Set of tasks
[A] In the intake-esm catalog tutorial, reproduce word for word the part that opens with the words containing "Under the hood" and closes with "the col.unique()['<keyword>'] function.".
[B] Carry on the intake-esm catalog tutorial from the point where it stops.

Article
##########

Reading and browsing the catalog#

# Open the catalog

# col = intake.open_esm_datastore('https://storage.googleapis.com/cmip6/pangeo-cmip6.json') # Remote Pangeo

col = intake.open_esm_datastore('/mnt/craas1-ns9989k-geo4992/data/catalogs/cmip6.json') # Local data stored on NIRD
col

cmip6 catalog with 155 dataset(s) from 536945 asset(s):

unique
variable_id 583
table_id 24
source_id 75
experiment_id 94
member_id 190
grid_label 11
time_range 9100
activity_id 18
institution_id 35
version 577
path 536945
dcpp_init_year 0
derived_variable_id 0

Under the hood intake-esm uses a large table csv, which contains some metadata and the paths of where to find it. The data can be stored both locally or in a remote cloud storage i.e pangeo-cloud.

Note

Since the paths listed in the csv table are absolute, notebook starting from the same catalog can be run from any directory, without needing to change the in side the notebook paths.

Browsing the catalog: Comparing the change in AOD over the historical period across CMIP6 models#

The keywords when browsing is columns of the table, e.g. variable_id, source_uid etc. To list all the keys available for a given key word you can use the col.unique()['<keyword>'] function.

col = col.search(
    variable_id='od550aer',
    experiment_id='histSST'
)

##########

Excerpted records
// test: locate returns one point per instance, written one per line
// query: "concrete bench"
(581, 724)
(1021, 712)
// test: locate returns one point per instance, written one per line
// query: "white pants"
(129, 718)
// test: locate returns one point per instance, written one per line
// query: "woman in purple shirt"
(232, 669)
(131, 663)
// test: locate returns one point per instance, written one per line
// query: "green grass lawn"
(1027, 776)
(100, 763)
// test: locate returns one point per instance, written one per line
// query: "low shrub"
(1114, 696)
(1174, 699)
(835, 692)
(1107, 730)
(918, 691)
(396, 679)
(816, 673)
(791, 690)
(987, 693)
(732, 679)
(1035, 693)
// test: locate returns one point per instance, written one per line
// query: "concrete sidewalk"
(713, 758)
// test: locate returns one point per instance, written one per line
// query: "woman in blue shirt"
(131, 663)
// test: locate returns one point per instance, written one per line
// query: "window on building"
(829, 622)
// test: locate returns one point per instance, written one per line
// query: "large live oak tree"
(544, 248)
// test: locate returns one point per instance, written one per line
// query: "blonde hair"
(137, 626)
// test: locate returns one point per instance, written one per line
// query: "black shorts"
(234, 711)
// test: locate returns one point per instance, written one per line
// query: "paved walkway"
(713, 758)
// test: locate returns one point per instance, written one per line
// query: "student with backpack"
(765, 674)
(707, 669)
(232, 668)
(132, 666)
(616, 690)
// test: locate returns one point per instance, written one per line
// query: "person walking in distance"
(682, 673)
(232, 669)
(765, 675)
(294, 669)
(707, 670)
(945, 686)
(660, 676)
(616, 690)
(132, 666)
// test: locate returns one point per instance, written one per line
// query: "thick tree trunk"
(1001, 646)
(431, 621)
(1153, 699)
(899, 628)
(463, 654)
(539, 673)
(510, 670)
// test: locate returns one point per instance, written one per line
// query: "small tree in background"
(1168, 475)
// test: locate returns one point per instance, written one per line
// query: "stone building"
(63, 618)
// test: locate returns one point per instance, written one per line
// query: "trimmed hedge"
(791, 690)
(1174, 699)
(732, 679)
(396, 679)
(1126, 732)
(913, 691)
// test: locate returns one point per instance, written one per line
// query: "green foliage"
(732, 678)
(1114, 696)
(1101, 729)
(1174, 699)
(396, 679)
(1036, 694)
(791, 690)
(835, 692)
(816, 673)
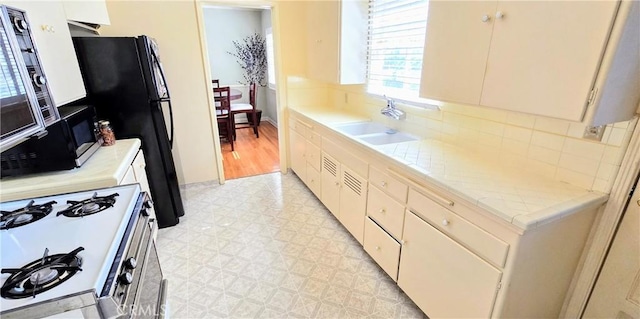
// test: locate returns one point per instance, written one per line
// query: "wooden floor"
(252, 156)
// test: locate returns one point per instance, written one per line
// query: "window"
(396, 41)
(271, 65)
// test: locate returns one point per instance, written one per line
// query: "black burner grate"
(88, 206)
(25, 215)
(40, 275)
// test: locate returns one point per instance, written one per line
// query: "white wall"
(223, 25)
(269, 96)
(544, 146)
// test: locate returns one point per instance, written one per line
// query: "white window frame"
(414, 10)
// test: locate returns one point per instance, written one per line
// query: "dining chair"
(249, 109)
(223, 113)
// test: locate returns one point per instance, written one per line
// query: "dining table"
(234, 94)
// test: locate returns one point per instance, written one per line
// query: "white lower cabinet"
(297, 149)
(344, 193)
(382, 248)
(314, 180)
(353, 202)
(442, 277)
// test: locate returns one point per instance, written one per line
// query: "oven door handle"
(162, 300)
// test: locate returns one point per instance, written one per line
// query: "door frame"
(280, 78)
(604, 230)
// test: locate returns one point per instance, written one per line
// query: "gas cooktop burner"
(40, 275)
(25, 215)
(88, 206)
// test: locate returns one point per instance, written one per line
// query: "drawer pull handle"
(433, 196)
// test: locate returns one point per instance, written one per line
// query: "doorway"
(225, 26)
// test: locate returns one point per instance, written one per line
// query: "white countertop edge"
(559, 211)
(524, 221)
(91, 175)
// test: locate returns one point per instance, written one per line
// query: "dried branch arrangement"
(251, 55)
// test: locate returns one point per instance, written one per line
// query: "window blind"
(395, 46)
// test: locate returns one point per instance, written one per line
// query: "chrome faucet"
(391, 111)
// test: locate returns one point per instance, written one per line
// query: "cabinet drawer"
(313, 155)
(392, 186)
(299, 126)
(314, 137)
(442, 277)
(385, 211)
(314, 181)
(382, 248)
(480, 241)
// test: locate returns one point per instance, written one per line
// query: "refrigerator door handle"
(159, 105)
(156, 61)
(171, 122)
(168, 98)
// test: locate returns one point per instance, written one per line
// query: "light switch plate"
(594, 132)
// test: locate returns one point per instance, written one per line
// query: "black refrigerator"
(125, 81)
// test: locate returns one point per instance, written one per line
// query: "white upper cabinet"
(537, 57)
(50, 31)
(337, 41)
(87, 11)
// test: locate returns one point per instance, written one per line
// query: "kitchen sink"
(362, 128)
(387, 138)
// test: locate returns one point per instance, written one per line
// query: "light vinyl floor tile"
(265, 247)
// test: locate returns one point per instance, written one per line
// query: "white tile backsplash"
(549, 147)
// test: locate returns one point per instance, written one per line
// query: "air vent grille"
(329, 166)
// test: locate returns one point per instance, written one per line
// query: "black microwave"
(68, 143)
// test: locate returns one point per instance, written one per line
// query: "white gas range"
(88, 253)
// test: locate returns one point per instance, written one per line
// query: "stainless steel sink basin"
(361, 128)
(385, 138)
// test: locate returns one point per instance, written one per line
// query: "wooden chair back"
(222, 96)
(252, 95)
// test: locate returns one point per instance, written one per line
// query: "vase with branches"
(251, 55)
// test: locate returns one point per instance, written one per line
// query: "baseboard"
(268, 119)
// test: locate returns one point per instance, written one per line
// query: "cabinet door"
(297, 146)
(456, 49)
(545, 54)
(353, 202)
(53, 41)
(443, 278)
(314, 181)
(323, 26)
(313, 155)
(330, 184)
(94, 11)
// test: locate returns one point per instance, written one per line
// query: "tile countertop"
(105, 168)
(520, 198)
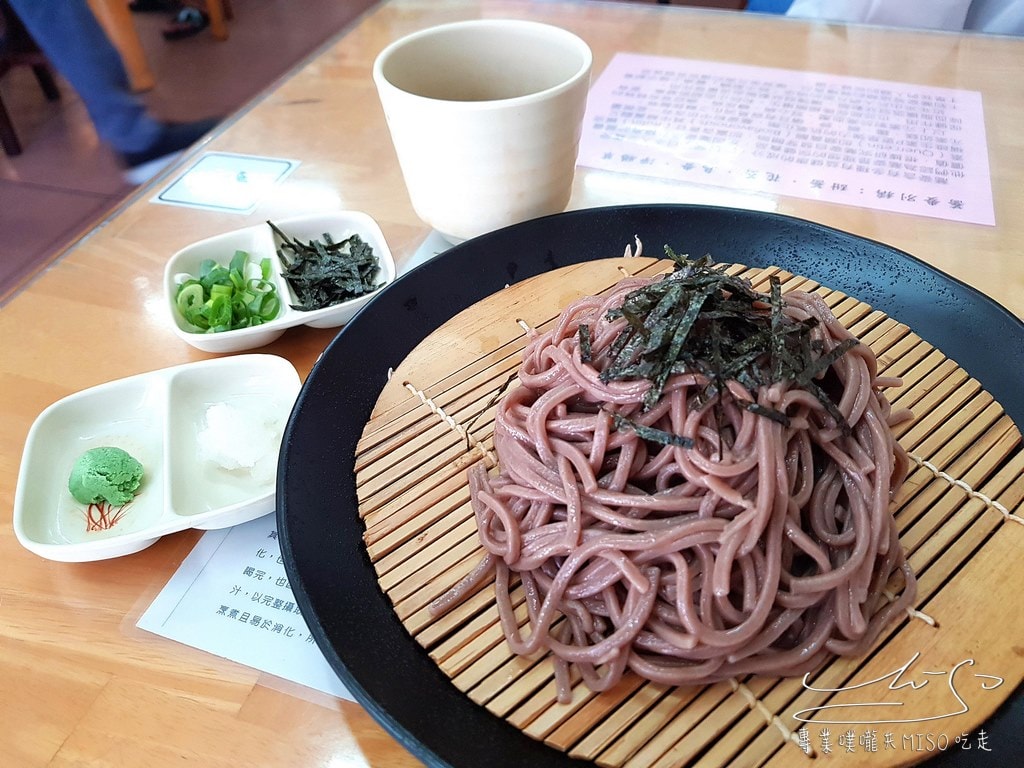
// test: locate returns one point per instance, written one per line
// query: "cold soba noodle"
(694, 484)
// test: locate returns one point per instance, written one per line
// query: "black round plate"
(320, 528)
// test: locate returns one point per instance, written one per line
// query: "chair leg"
(7, 136)
(46, 82)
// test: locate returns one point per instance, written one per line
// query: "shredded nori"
(585, 350)
(650, 433)
(700, 320)
(325, 272)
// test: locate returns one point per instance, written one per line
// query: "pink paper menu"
(872, 143)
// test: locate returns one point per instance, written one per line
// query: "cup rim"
(582, 73)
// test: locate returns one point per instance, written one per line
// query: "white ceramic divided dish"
(157, 417)
(260, 242)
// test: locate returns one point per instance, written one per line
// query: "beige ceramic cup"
(485, 118)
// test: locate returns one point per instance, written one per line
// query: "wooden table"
(79, 683)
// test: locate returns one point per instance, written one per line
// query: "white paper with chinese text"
(872, 143)
(230, 597)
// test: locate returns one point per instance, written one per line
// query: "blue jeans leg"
(78, 47)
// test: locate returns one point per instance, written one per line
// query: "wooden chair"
(18, 49)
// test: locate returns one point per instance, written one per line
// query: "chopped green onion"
(219, 298)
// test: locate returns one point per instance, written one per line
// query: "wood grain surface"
(79, 684)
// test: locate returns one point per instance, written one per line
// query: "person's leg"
(78, 47)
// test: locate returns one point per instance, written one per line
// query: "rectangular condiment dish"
(157, 417)
(260, 242)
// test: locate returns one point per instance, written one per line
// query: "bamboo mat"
(957, 514)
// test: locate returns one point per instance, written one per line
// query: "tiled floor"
(66, 179)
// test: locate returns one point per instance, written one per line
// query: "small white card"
(226, 182)
(230, 597)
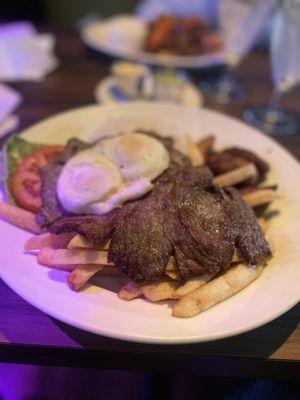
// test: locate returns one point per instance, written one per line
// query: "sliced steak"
(248, 235)
(184, 216)
(139, 247)
(96, 228)
(232, 158)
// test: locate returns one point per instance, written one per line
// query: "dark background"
(61, 12)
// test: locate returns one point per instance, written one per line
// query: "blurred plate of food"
(130, 81)
(167, 41)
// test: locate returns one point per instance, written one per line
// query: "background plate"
(101, 311)
(94, 36)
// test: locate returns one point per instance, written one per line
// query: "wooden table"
(29, 336)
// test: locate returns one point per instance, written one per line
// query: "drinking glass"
(240, 23)
(285, 63)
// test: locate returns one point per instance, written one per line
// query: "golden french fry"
(81, 274)
(159, 290)
(53, 257)
(19, 217)
(175, 275)
(216, 291)
(235, 176)
(205, 145)
(194, 153)
(130, 291)
(79, 241)
(191, 285)
(260, 197)
(48, 240)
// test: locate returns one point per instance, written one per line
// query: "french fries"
(52, 257)
(159, 290)
(48, 240)
(130, 291)
(79, 241)
(205, 145)
(81, 274)
(260, 197)
(216, 291)
(19, 217)
(237, 175)
(191, 285)
(195, 155)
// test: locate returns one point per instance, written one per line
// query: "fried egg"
(113, 171)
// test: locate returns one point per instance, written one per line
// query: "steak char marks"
(184, 216)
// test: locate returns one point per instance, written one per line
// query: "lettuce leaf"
(11, 155)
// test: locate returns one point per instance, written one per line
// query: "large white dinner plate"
(95, 36)
(100, 310)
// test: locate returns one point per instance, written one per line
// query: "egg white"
(115, 170)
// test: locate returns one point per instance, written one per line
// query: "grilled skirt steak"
(184, 216)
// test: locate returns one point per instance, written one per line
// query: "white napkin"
(9, 101)
(25, 54)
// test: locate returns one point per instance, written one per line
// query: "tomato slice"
(25, 183)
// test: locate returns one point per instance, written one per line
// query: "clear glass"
(240, 22)
(285, 63)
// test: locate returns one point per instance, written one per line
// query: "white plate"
(95, 36)
(101, 311)
(105, 93)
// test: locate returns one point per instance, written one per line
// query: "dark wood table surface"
(29, 336)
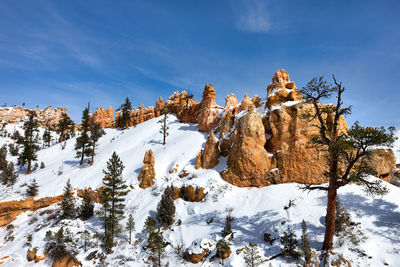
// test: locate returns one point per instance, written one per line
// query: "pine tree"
(30, 143)
(114, 192)
(157, 246)
(64, 125)
(346, 150)
(68, 202)
(87, 207)
(95, 133)
(305, 243)
(33, 188)
(8, 175)
(83, 141)
(164, 127)
(252, 255)
(166, 209)
(227, 229)
(125, 116)
(130, 226)
(47, 136)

##########

Written answers
[A]
Under the hood intake-esm uses a large table csv, which contains some metadata and the paths of where to find it. The data can be stored both locally or in a remote cloud storage i.e pangeo-cloud.

Note

Since the paths listed in the csv table are absolute, notebook starting from the same catalog can be run from any directory, without needing to change the in side the notebook paths.

Browsing the catalog: Comparing the change in AOD over the historical period across CMIP6 models#

The keywords when browsing is columns of the table, e.g. variable_id, source_uid etc. To list all the keys available for a given key word you can use the col.unique()['<keyword>'] function.

[B]
col

cmip6 catalog with 9 dataset(s) from 190 asset(s):

unique
variable_id 1
table_id 1
source_id 9
experiment_id 1
member_id 4
grid_label 3
time_range 185
activity_id 2
institution_id 9
version 9
path 190
dcpp_init_year 0
derived_variable_id 0

Models available for this request:

col.unique()['source_id']
['CNRM-ESM2-1',
 'MPI-ESM-1-2-HAM',
 'MIROC6',
 'UKESM1-0-LL',
 'MRI-ESM2-0',
 'GISS-E2-1-G',
 'CESM2-WACCM',
 'GFDL-ESM4',
 'EC-Earth3-AerChem']

Loading the data and plotting#

Warning

The catalog can be huge, always query and subset catalog before loading the data. Preferably down to level of experiment and variable.

The .to_dataset_dict function can accept an optional preprocessing function which can be used to harmonize the datasets, temporal resampling, or slicing. Below we made a preprocessing function for resampling the data into annual means and calculate the global average to allow for easily plotting the time series.

def resample_calculate_and_global_avg(ds):
    """
    Function to resample the data to annual mean and calculate the global average.
    """
    ds=ds.resample(time='YE').mean() # Resample to annual mean
    ds = ds.drop_vars(['lat_bnds','lon_bnds'], errors='ignore') # create conflict when calculating global average
    weights = np.cos(np.deg2rad(ds.lat)) # Make weighted global average
    ds_weighted = ds.weighted(weights)
    weighted_mean = ds_weighted.mean(dim=['lon','lat'])
    
    return weighted_mean
# dataset_dict = col.to_dataset_dict()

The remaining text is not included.